BEGIN Selected extract
Genetics at root of hair trouble in dogs
By Brian Cross
Researchers from Germany and the University of Saskatchewan have taken a major step forward in determining the cause of black hair follicular dysplasia – a condition responsible for causing premature graying, hair loss and dermatological problems in certain breeds of dogs – by finding the gene causing dilute coat colour.
U of S genetics expert Sheila Schmutz recently teamed up with researchers Tosso Leeb and Ute Philipp from the University of Veterinary Medicine in Hannover, Germany and isolated the gene responsible for causing dilute coat colour in dogs. The results of their work, which were published in the June 16, 2005 issue of BMC Genetics, will allow dog owners whose breeds have dilute colours to test their dogs to determine if they carry a “d” or dilute gene.
Black hair follicular dysplasia, or BHFD, also known as Colour Dilution Alopecia, affects some dogs in breeds like Great Danes, Italian Greyhounds, Doberman Pinschers, Large Munsterlanders, and Newfoundlands. Health defects associated with the condition can include hair loss, coat brittleness, bald patches, skin wrinkling and the formation of pustules in areas where hair loss has occurred.
“BHFD is not really a life threatening disorder but it’s clearly very uncomfortable for the dogs,” said Schmutz, a professor in the department of animal and poultry science in the College of Agriculture. “The major thing that most people will notice is brittle or fragile hair that breaks off. In other, more severe cases, the dogs will develop wrinkles or pustules that are prone to infection and deteriorating skin around their muzzles or on their backs.”
Identifying dogs that are prone to BHFD has long been a priority among dog breeders whose animals are affected by the condition. The German-Canadian study determined that mutations within the melanophilin or MLPH gene — one of three genes responsible for transporting pigment into the hair follicles — are at the root of the problem.
When mutations of the MLPH gene occur, pigment is delivered unevenly, said Schmutz.
In addition to adding colour to an animal’s coat, pigment also adds strength and flexibility to hair, nails, hooves, eyelashes and other body parts. “The problem is that when the middle of these three genes goes wrong, the ratchet mechanism works in lags and starts, and the pigment gets produced or moved in clumps,” said Schmutz, who raises Large Munsterlanders and in 1996, had a litter in which four of nine puppies had BHFD.
END Selected extract
BEGIN Listed entries
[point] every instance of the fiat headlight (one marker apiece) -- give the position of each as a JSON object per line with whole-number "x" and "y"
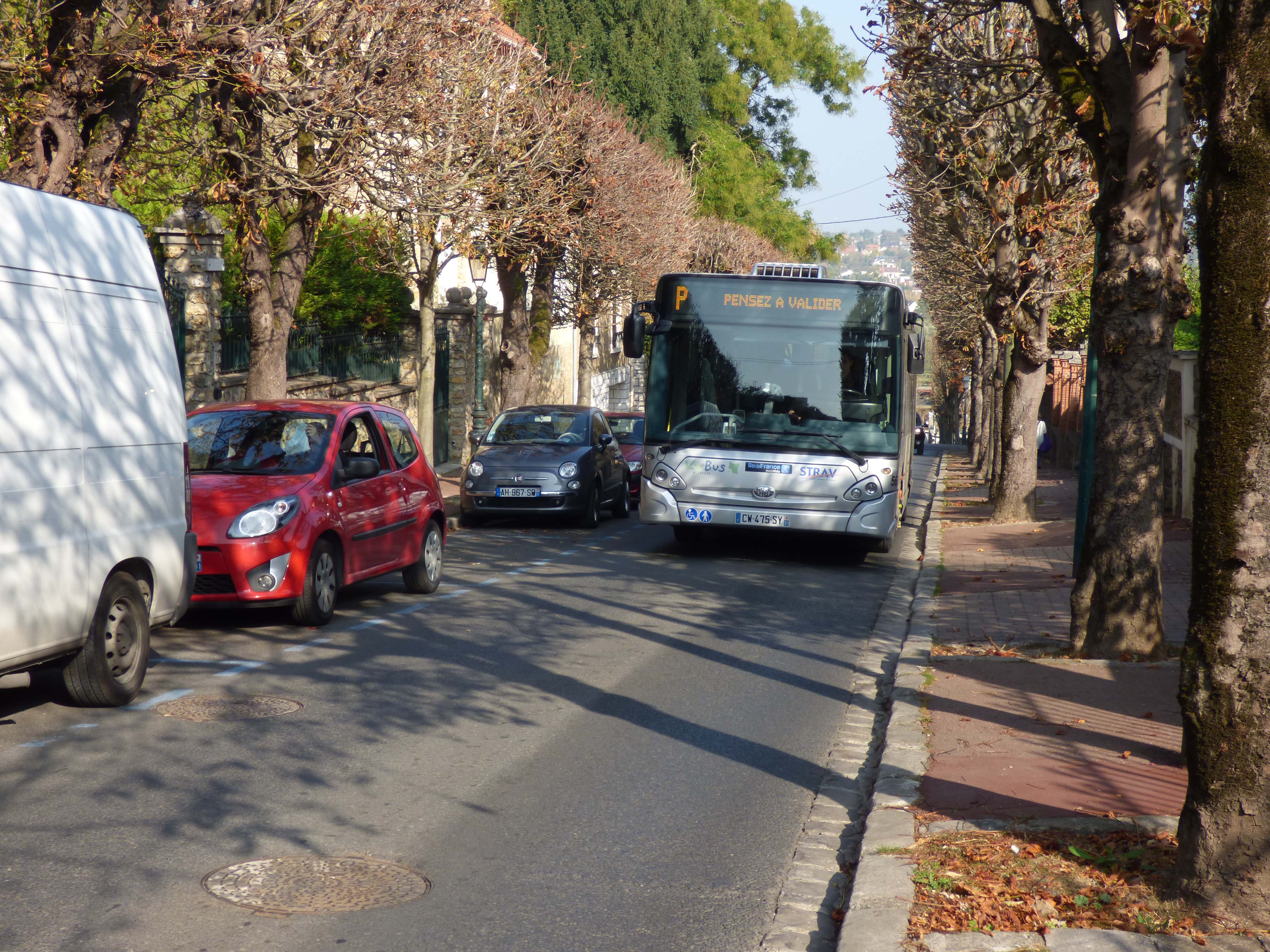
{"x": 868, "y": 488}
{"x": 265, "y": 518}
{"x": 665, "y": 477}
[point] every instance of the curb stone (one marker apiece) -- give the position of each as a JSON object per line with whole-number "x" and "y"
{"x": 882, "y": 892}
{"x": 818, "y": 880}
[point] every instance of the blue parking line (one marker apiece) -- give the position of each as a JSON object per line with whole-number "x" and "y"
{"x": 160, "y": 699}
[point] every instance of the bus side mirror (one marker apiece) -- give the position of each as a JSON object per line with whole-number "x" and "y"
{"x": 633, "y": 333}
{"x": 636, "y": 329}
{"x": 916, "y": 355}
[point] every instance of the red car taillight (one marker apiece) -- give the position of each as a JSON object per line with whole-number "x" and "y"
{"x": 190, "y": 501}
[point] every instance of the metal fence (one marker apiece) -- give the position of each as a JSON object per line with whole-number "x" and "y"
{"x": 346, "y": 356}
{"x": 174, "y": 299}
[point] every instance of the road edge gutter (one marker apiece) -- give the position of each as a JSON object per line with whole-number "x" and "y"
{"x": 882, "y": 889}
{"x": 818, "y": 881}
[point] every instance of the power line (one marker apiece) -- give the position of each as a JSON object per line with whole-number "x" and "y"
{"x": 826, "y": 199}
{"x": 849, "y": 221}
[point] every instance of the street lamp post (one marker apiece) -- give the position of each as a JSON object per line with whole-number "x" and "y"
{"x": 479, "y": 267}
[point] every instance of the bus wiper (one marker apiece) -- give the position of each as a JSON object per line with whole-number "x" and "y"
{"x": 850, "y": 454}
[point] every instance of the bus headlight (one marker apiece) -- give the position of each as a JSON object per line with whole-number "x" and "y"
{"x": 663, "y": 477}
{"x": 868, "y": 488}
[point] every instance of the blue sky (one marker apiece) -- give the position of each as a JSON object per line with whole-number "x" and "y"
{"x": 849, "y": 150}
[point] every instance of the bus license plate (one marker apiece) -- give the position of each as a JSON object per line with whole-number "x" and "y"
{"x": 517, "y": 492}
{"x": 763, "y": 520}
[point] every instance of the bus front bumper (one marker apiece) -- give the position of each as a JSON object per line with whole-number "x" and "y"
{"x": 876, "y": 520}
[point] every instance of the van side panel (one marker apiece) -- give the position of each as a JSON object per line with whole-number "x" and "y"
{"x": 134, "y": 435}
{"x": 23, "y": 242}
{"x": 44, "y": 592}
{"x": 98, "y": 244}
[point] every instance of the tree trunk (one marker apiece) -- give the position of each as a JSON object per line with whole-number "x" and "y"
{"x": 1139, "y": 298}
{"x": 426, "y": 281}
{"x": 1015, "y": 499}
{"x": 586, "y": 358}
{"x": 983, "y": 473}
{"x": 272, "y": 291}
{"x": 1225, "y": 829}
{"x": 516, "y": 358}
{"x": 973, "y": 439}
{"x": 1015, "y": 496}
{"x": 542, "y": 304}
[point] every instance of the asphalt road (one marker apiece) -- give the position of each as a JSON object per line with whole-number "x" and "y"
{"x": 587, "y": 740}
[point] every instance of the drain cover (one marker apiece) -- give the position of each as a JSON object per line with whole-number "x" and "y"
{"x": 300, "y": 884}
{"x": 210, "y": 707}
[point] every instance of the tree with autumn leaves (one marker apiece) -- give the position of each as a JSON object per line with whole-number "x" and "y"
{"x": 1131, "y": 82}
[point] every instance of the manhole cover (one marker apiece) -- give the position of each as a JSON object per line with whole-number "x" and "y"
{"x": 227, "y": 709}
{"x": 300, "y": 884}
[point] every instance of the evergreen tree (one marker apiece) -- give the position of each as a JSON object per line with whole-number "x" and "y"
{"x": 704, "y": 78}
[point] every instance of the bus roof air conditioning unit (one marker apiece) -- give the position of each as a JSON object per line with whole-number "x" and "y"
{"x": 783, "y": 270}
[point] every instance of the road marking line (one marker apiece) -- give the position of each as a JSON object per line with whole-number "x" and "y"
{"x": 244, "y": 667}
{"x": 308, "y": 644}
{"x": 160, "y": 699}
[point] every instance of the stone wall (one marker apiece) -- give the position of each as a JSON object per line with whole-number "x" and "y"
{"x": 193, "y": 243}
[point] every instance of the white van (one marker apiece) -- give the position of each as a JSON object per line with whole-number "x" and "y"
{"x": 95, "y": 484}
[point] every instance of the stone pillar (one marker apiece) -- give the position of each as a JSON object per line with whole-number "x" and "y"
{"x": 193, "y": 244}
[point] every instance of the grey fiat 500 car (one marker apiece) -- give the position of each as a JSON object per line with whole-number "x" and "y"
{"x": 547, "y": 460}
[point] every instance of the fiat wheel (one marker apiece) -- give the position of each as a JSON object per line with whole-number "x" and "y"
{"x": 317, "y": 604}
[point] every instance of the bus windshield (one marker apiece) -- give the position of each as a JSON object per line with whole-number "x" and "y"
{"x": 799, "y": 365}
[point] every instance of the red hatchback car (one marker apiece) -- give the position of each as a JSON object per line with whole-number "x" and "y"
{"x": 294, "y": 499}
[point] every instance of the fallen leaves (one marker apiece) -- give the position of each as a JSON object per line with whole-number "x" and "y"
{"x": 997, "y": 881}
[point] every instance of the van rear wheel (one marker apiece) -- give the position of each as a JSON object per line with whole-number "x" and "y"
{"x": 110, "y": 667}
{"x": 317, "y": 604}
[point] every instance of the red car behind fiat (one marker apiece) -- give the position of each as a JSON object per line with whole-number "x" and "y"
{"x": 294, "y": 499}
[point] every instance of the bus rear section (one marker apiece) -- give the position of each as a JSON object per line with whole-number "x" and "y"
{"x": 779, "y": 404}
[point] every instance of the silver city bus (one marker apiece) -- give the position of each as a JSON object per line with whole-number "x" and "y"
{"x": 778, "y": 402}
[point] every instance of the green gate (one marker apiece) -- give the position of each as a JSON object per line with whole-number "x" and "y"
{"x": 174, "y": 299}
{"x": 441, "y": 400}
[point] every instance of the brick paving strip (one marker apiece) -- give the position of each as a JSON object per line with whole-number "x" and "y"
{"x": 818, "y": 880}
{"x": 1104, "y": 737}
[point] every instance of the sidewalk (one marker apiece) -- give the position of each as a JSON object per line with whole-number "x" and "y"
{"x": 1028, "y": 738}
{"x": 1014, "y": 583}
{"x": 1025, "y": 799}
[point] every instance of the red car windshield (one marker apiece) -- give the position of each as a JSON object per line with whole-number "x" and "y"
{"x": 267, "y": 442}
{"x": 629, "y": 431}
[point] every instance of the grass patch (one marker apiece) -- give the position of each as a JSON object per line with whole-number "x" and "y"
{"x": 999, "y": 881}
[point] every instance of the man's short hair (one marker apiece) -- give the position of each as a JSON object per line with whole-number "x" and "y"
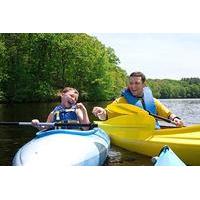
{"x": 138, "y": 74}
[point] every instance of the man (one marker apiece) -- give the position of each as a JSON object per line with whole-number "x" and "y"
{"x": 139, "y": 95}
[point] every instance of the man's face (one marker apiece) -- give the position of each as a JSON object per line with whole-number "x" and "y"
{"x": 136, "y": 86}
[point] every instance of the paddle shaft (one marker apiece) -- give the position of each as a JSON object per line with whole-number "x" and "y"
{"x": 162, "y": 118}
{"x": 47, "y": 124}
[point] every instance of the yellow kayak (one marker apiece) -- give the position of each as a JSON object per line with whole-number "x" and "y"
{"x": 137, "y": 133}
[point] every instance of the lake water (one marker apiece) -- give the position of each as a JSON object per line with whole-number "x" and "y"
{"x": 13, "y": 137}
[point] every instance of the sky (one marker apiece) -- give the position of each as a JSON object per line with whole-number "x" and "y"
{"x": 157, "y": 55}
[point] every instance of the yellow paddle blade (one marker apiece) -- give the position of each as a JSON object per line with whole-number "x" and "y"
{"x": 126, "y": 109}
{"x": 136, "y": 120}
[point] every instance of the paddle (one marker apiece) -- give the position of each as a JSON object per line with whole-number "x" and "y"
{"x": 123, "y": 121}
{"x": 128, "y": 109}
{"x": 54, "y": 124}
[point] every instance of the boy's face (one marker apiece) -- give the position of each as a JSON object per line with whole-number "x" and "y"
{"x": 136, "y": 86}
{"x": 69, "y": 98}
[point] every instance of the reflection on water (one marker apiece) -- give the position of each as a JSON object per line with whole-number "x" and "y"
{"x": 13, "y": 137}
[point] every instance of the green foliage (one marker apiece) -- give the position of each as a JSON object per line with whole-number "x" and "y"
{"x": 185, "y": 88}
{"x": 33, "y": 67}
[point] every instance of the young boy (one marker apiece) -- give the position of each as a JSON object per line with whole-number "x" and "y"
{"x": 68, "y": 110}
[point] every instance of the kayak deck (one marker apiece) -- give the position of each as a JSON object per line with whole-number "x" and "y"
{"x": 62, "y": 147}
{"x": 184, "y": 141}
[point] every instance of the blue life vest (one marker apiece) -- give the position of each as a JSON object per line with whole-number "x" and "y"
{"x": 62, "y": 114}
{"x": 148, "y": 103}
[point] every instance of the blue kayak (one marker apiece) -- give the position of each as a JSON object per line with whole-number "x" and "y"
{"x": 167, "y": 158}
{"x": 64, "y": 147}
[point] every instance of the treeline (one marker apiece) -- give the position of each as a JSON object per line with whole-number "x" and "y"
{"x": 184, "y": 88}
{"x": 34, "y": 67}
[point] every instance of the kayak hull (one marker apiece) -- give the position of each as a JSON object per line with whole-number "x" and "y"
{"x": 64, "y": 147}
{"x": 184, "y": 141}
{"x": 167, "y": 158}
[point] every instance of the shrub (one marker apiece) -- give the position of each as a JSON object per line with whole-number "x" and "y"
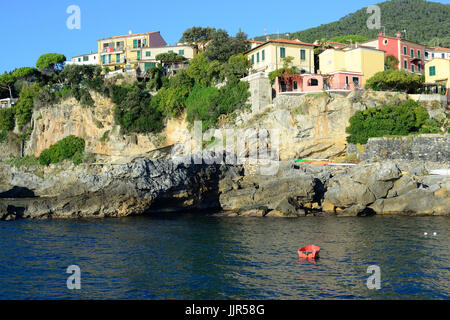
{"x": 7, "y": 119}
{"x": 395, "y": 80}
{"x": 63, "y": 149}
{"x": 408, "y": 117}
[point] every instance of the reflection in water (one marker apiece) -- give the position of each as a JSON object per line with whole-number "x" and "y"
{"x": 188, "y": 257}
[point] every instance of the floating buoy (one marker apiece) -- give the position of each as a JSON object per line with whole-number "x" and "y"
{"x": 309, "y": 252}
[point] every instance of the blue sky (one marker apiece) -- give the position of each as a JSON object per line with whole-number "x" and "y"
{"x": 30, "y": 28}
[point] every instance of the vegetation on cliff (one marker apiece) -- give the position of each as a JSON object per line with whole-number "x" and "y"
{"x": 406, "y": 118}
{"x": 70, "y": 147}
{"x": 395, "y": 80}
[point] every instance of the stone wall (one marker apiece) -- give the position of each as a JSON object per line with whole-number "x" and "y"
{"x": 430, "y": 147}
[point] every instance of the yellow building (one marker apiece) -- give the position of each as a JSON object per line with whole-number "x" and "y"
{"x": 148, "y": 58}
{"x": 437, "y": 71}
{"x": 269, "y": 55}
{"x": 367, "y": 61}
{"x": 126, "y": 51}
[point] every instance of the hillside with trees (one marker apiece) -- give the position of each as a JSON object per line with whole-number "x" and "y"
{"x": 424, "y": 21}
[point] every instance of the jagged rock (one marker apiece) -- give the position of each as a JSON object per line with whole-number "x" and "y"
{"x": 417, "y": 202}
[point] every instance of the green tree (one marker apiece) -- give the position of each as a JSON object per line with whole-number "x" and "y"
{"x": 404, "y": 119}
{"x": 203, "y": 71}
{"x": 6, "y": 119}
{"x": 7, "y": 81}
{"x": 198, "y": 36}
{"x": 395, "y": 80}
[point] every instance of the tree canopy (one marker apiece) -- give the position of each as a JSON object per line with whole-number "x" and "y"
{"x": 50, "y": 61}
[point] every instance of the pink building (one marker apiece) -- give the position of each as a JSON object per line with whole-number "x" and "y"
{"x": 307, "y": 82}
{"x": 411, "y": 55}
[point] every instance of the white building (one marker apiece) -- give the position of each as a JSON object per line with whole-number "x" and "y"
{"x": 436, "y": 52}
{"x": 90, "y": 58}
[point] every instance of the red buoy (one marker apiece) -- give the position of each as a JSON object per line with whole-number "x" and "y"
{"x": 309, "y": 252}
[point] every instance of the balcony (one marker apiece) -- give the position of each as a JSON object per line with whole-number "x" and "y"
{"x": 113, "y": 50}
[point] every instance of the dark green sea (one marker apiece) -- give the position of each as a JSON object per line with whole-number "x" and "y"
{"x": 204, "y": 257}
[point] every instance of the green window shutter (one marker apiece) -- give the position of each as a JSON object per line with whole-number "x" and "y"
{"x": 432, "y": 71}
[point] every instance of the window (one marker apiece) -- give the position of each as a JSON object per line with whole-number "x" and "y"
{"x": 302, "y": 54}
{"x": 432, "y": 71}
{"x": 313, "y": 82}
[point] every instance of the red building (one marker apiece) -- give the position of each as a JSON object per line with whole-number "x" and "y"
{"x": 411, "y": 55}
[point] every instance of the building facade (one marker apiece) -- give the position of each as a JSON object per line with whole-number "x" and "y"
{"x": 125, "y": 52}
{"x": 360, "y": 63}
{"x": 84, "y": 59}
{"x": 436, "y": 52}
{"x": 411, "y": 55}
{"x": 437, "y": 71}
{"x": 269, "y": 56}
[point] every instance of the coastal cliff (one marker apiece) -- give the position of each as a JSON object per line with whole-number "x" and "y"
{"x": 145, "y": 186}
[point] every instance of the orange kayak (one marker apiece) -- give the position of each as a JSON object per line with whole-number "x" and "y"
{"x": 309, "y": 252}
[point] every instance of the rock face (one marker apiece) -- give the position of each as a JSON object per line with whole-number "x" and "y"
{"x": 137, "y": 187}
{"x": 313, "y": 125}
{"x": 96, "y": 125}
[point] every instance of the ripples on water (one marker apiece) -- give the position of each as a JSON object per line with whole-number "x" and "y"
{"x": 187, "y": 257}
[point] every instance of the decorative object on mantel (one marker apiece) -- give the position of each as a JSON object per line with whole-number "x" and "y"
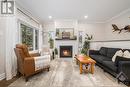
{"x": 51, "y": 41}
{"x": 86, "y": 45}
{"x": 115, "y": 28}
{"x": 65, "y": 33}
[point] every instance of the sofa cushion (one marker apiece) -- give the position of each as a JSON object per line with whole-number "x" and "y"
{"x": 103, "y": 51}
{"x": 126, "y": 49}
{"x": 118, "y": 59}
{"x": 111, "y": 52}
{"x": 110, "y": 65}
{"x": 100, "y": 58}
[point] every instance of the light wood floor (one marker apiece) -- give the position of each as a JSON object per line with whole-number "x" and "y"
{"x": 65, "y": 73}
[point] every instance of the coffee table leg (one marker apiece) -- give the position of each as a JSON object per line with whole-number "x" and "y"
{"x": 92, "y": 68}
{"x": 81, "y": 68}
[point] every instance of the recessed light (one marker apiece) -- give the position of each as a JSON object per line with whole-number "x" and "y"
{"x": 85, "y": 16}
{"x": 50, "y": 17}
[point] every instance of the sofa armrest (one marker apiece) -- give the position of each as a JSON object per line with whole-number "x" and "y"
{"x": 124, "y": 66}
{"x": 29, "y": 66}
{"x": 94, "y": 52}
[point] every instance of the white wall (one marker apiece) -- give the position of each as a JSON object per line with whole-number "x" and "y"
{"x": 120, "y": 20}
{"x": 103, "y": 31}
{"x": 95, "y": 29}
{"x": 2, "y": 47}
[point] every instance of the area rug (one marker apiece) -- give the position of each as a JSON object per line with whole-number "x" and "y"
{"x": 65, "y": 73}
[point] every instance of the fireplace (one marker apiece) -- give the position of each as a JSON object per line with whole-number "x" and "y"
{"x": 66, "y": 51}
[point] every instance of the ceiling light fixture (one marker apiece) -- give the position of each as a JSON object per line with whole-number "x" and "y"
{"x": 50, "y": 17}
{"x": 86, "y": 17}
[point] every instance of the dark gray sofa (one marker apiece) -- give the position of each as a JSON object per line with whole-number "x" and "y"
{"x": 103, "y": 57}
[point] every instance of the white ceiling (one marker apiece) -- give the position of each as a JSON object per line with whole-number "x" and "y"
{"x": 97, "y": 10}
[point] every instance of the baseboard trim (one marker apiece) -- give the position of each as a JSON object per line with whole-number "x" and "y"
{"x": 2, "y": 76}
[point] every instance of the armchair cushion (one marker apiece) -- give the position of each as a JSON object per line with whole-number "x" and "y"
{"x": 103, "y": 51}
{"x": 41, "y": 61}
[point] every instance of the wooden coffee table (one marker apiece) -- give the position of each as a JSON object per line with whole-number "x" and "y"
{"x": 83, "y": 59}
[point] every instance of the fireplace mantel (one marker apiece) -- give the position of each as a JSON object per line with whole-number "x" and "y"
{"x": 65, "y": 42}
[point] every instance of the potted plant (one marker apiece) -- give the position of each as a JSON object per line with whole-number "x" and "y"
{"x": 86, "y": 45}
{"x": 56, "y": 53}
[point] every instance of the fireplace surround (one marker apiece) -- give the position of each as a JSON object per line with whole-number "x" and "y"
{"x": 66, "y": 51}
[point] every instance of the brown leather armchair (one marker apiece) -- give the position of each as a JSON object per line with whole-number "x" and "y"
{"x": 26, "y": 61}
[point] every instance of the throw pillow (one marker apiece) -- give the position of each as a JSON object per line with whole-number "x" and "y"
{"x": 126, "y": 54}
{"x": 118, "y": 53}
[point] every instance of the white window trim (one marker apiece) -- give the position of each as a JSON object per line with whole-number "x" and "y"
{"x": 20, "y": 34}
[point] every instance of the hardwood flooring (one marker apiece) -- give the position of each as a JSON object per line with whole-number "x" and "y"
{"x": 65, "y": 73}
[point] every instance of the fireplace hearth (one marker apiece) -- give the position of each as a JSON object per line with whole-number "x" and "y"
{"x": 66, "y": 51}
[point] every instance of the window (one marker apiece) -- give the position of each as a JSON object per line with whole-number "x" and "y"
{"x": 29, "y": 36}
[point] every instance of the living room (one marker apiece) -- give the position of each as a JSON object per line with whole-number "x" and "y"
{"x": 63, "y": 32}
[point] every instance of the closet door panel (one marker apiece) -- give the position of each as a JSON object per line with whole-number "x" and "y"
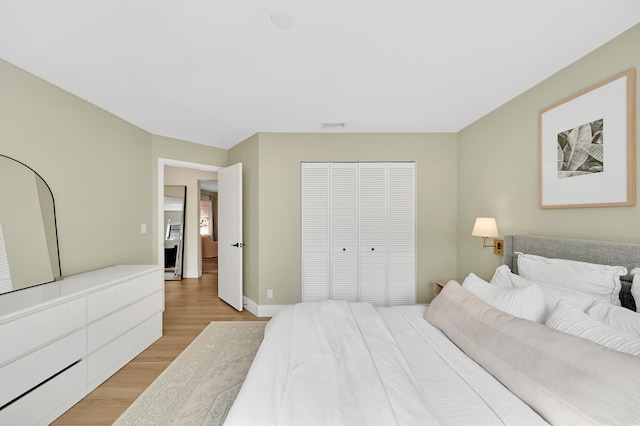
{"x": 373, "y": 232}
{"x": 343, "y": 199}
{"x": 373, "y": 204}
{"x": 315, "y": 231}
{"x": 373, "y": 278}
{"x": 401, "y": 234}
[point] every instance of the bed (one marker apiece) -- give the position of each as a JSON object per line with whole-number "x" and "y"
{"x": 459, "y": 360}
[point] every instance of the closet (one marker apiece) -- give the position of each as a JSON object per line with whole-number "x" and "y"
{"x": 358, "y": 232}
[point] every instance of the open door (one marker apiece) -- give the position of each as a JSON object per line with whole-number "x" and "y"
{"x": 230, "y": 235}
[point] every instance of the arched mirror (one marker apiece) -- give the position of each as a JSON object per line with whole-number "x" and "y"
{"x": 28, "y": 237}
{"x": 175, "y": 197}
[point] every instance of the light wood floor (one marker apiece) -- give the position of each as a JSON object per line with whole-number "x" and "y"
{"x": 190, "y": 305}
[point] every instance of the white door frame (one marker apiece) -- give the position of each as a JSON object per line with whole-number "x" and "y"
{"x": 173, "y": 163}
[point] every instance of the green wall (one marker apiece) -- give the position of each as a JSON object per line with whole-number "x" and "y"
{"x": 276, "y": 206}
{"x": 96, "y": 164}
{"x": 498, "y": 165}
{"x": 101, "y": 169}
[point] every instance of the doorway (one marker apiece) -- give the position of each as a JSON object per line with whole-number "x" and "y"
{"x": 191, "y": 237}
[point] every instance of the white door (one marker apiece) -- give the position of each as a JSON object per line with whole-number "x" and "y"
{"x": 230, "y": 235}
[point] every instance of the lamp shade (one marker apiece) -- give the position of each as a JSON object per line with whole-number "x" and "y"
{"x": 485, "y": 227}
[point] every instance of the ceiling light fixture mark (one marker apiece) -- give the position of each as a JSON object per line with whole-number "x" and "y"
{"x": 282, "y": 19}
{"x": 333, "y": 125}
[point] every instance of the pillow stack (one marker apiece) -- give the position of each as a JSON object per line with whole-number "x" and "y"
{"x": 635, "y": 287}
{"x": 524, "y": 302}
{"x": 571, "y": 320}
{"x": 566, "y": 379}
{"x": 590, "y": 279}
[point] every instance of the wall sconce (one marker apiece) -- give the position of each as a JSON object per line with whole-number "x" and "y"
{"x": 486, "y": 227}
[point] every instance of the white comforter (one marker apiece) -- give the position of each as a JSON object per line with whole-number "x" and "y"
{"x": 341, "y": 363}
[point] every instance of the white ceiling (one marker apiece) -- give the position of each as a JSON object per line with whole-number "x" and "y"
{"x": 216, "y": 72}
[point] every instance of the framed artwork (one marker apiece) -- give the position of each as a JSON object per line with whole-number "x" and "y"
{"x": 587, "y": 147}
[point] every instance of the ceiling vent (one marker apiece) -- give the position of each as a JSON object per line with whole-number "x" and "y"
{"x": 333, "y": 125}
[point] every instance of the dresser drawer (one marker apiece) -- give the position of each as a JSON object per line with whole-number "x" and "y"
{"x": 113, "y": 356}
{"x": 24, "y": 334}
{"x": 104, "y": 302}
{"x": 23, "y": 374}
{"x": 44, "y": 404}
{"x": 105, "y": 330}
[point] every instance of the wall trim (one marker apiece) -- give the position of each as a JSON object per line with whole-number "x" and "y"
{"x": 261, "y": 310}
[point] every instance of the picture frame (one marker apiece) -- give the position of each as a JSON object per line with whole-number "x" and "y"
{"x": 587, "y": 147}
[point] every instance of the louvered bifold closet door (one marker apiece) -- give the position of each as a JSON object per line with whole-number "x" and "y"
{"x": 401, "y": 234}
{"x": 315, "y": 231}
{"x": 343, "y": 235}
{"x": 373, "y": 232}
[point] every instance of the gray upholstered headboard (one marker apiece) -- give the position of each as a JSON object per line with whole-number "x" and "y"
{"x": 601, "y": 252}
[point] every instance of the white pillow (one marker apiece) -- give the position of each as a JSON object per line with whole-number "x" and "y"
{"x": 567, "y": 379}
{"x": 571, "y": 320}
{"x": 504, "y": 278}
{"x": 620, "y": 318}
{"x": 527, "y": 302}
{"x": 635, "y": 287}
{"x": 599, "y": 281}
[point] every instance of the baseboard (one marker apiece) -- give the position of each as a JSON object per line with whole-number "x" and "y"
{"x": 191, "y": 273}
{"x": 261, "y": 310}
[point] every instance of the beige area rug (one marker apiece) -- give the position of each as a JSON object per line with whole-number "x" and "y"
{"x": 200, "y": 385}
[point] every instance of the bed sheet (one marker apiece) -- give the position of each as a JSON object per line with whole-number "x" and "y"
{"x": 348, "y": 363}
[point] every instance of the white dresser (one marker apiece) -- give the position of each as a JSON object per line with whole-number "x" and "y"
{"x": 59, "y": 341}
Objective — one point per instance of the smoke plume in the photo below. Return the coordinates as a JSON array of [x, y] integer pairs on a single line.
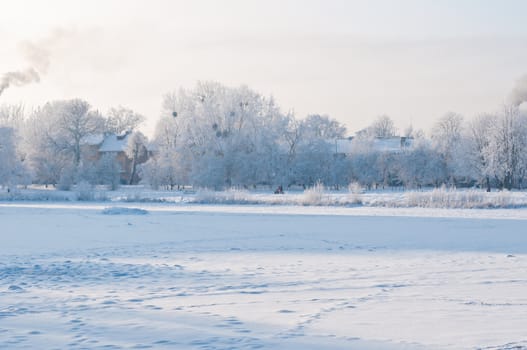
END Listed entries
• [Study questions]:
[a] Answer these questions using the article on hair trouble in dogs.
(i) In which journal issue were the results of the German-Canadian work published?
(ii) Mutations in which gene did the study find to be at the root of the problem?
(iii) In Schmutz's 1996 litter, how many of the puppies had BHFD?
[b] From the article on hair trouble in dogs, translate this sentence into Spanish: "When mutations of the MLPH gene occur, pigment is delivered unevenly, said Schmutz."
[c] From the article on hair trouble in dogs, copy the part that opens with the words containing "Black hair follicular dysplasia, or" and closes with "loss has occurred.".

• [Answers for the exercise]:
[a]
(i) The June 16, 2005 issue of BMC Genetics.
(ii) The melanophilin, or MLPH, gene.
(iii) Four of nine puppies.

[b] Cuando se producen mutaciones del gen MLPH, el pigmento se distribuye de manera desigual, dijo Schmutz.

[c]
Black hair follicular dysplasia, or BHFD, also known as Colour Dilution Alopecia, affects some dogs in breeds like Great Danes, Italian Greyhounds, Doberman Pinschers, Large Munsterlanders, and Newfoundlands. Health defects associated with the condition can include hair loss, coat brittleness, bald patches, skin wrinkling and the formation of pustules in areas where hair loss has occurred.